_INSTRUCTION_
Scale the stretch of the listing below from its start through the line containing "<point>642,259</point>", both ends included, and reproduce only those lines, requests and all. Multiply each x and y coordinate in the answers by 2.4 and round to whole numbers, with halves rounded up.

_DATASET CONTENT_
-=-=-=-=-

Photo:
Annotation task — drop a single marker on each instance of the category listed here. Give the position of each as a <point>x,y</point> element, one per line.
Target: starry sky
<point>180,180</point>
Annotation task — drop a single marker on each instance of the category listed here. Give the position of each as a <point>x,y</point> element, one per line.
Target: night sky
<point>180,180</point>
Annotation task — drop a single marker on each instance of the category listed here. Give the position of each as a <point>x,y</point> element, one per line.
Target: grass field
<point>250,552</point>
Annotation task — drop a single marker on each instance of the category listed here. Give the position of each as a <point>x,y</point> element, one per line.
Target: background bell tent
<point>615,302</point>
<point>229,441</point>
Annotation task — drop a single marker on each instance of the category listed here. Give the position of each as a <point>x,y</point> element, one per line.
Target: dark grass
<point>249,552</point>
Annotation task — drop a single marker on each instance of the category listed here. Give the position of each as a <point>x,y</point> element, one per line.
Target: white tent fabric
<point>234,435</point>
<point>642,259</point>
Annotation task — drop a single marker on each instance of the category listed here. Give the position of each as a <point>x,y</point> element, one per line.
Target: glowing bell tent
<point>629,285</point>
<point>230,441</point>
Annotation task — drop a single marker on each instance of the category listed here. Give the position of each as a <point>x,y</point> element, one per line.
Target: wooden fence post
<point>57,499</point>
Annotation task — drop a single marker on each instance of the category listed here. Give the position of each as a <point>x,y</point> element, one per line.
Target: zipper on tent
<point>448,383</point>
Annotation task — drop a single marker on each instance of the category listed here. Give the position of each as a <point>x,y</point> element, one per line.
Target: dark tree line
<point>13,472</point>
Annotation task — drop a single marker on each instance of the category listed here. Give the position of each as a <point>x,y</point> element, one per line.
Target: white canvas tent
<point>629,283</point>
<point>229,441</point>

-=-=-=-=-

_PROBLEM SOLUTION_
Photo:
Annotation task — drop a single marker on each instance of the category listed here. Give the position of each as a <point>x,y</point> element, one per line.
Target: starry sky
<point>432,432</point>
Annotation task — drop a single marker on each instance of the category listed here. Give the position of each as a <point>x,y</point> element, one per line.
Target: night sky
<point>432,432</point>
Annotation task — drop a single marker on each instance of the category listed here. Give the position of each as a <point>x,y</point> element, one per line.
Target: grass field
<point>600,1325</point>
Annotation task — drop a single marker on each instance of the category listed here. Give the position of each as a <point>x,y</point> element, one per line.
Target: background bell tent
<point>1476,725</point>
<point>550,1058</point>
Annotation task — drop a single marker on each instance of the category listed here. Give the position of each as a <point>x,y</point> element, one per line.
Target: dark grass
<point>598,1325</point>
Annotation task — drop a single marker on each instance of the category listed here. Give the position of each as a <point>x,y</point> element, one per line.
Target: white tent fabric
<point>562,1044</point>
<point>1541,622</point>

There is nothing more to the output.